__Written request__:
Put the rows below into a two-column CSV with the header input,output, one line for each row. Each field goes in double quotes with any line breaks turned into spaces, and the pictures are left out.

__Information provided__:
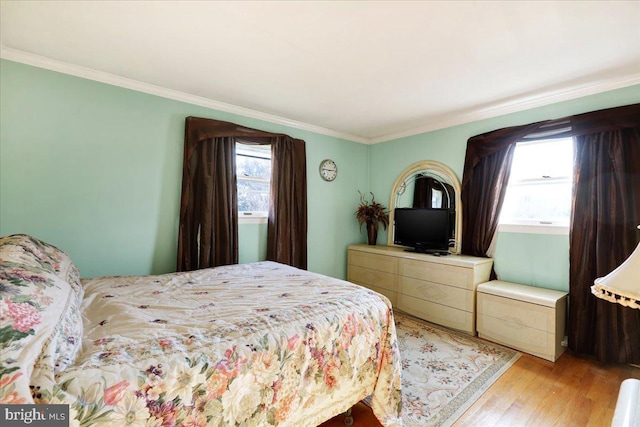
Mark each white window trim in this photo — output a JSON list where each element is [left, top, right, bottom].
[[498, 222, 569, 236], [236, 144, 271, 224], [238, 212, 269, 224]]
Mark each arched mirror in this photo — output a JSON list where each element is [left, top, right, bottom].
[[387, 160, 462, 254]]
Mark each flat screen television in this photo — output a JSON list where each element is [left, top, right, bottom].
[[393, 208, 451, 255]]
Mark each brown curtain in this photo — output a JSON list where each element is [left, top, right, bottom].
[[267, 135, 307, 269], [568, 112, 640, 363], [177, 117, 307, 271], [460, 122, 543, 260]]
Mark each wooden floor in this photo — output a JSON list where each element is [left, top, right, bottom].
[[322, 353, 640, 427]]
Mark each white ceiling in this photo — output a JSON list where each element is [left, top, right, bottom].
[[0, 0, 640, 143]]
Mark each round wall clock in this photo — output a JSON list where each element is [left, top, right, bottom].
[[320, 159, 338, 182]]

__Solution for this exercise__:
input,output
"Mark each white window trim in this photo — output a JSON list where each element is [left, top, right, bottom].","[[498, 222, 569, 236], [236, 144, 271, 224], [238, 212, 269, 224]]"
"Mark each arched mirror in this photo — output a JSON list where each element is [left, top, right, bottom].","[[387, 160, 462, 254]]"
"Mark each flat screen television in this photo — output a JSON list where each element is [left, top, right, bottom].","[[393, 208, 451, 255]]"
"Mark each brown curtain in this photo — output a JSON list where each element is [left, top, right, bottom].","[[267, 135, 307, 269], [568, 112, 640, 363], [177, 117, 307, 271], [460, 122, 543, 260]]"
"Mark each wooden floor in this photo — output a JSON list where each element is [left, top, right, bottom].","[[322, 353, 640, 427]]"
"Mark each white ceiling in this photo — output a JSON list where each element is [left, top, right, bottom].","[[0, 0, 640, 143]]"
"Mark each round wall clock in this photo — output a JSON list where each element is [left, top, right, bottom].","[[320, 159, 338, 182]]"